**Text block:**
=-=-=
2.3. Rule-Based Learning

CNNs can learn complex features automatically, but they are often considered “black boxes”, making it difficult to understand their decisions and prone to adversarial attacks [53,54]. To alleviate this issue, some research has developed the ensemble model [55], combining rule-based decision output with deep learning model output, which prevents the result from violating physical reasoning. Another approach connects the neural network with rules to transform the deep learning output and constrain the result for an overall score [56].

This study defines a rule-based classifier to make the learned characteristics more consistent with the physical world cognitions, thereby improving the model interpretability. In Figure 3, taking the deep learning network of EDANet as an example, the input image is used to infer the pixel classes through the Downsampling Block, EDA Module, and EDA Block. The rules of the physical world are introduced through the designed loss function, and the total loss serves as an essential basis for weight optimization. In Figure 4, LU-head is the branch of land use (rice paddy) classification, and lodging-head is the branch of rice lodging classification. L_total is the total loss function; L_lu is the loss function of rice paddy binary classification; L_lodging is the loss function of rice lodging categorical classification; and the final output is the lodging-head with the sum of LU-head, which provides inference-head and improves the physical cognition and identification efficiency of the model. This project conducts in-depth research and optimization of the model based on this architecture.

2.3.1. Land-Use Branch (LU-Head)

Considering that the feature scale of the landscape is larger than the lodging rice, an additional fourth downsampling module was added, followed by an EDA module to extract higher-order features. Then, the saliency map of the ground object classification is obtained through point-wise convolution and sigmoid (σ) activation function. The end of this branch connects to a 16× upsampling for classification and loss function calculation, and another 2× upsampling is connected to pass the information to the lodging classification branch. Three duplicated saliency maps are stacked to satisfy the lodging-head channel before the add operation, and the value of the first saliency map is inverted to represent the weighting of the background features.

2.3.2. Lodging Branch (Lodging-Head)

The lodging branch inherits the unmodified structure of the original EDANet architecture. After the second EDA Block, the classification saliency map is obtained through point-wise convolution and added to the saliency map passed from the land-use branch to weigh each category. This structure is the knowledge transfer based on physical meaning. Finally, the probability of the pixel in each category is calculated through the softmax (S) activation function and used for loss computation.
=-=-=
**Work required:** Print everything in the rule-based learning section from "2.3.1. Land-Use Branch" down to "the background features.". You won't need the records for this.
=-=-=
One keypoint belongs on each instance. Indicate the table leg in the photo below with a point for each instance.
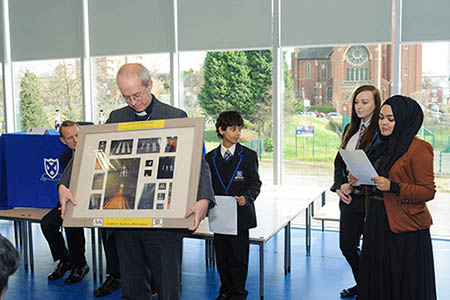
(30, 245)
(261, 270)
(25, 244)
(94, 254)
(308, 229)
(323, 203)
(207, 254)
(100, 256)
(16, 234)
(287, 248)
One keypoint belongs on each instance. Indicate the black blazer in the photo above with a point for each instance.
(238, 177)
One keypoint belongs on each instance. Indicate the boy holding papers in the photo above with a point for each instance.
(234, 170)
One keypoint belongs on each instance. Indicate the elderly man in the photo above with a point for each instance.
(143, 252)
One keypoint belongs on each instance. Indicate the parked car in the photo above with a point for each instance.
(333, 115)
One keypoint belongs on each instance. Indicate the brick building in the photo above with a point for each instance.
(328, 75)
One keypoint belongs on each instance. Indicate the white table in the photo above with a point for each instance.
(276, 207)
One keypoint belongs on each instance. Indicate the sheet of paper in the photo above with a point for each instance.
(359, 165)
(223, 217)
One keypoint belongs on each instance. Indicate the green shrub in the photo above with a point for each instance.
(324, 109)
(268, 144)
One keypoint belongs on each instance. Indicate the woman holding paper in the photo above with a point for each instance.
(397, 256)
(366, 102)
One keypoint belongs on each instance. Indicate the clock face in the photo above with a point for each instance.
(357, 55)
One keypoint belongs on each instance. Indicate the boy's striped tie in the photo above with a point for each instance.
(227, 155)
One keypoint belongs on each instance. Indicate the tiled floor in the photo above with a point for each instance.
(319, 276)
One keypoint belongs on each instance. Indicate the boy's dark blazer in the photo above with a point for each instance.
(240, 176)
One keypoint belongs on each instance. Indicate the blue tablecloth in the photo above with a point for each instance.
(29, 169)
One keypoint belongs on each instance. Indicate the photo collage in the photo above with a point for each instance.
(134, 174)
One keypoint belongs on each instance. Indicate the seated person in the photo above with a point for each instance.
(9, 261)
(72, 259)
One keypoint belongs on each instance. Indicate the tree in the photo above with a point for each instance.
(62, 91)
(227, 84)
(260, 65)
(31, 103)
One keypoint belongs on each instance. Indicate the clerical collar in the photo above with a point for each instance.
(146, 114)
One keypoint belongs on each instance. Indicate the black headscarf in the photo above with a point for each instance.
(385, 151)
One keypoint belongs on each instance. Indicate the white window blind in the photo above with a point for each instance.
(45, 29)
(230, 24)
(426, 20)
(118, 27)
(331, 22)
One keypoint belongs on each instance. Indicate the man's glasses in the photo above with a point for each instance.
(136, 96)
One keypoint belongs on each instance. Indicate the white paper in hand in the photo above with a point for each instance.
(359, 165)
(223, 217)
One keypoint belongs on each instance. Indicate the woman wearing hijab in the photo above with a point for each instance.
(361, 131)
(397, 255)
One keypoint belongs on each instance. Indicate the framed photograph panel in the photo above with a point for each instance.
(136, 174)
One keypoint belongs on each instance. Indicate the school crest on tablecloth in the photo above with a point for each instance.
(51, 169)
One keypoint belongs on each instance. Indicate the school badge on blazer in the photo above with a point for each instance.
(239, 176)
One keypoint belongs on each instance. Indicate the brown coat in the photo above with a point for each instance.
(414, 171)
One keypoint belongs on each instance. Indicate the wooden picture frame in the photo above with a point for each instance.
(136, 174)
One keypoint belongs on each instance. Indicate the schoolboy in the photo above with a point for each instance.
(234, 170)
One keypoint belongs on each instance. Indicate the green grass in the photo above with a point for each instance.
(325, 141)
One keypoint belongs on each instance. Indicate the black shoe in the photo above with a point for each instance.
(350, 292)
(77, 274)
(111, 284)
(60, 270)
(223, 297)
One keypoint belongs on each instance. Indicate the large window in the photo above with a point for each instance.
(2, 112)
(46, 91)
(310, 137)
(215, 81)
(107, 96)
(428, 82)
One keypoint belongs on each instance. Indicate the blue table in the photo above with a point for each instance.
(29, 169)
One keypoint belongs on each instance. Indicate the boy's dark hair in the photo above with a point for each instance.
(228, 118)
(9, 261)
(67, 123)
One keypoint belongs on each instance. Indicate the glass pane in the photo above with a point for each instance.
(214, 81)
(428, 82)
(320, 105)
(47, 92)
(106, 93)
(2, 116)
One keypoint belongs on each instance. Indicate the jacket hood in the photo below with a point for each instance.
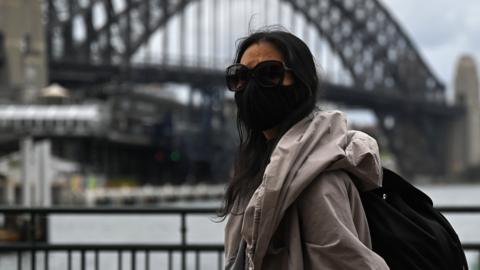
=-=-=
**Response:**
2.3.1. Land-Use Branch (LU-Head)

Considering that the feature scale of the landscape is larger than the lodging rice, an additional fourth downsampling module was added, followed by an EDA module to extract higher-order features. Then, the saliency map of the ground object classification is obtained through point-wise convolution and sigmoid (σ) activation function. The end of this branch connects to a 16× upsampling for classification and loss function calculation, and another 2× upsampling is connected to pass the information to the lodging classification branch. Three duplicated saliency maps are stacked to satisfy the lodging-head channel before the add operation, and the value of the first saliency map is inverted to represent the weighting of the background features.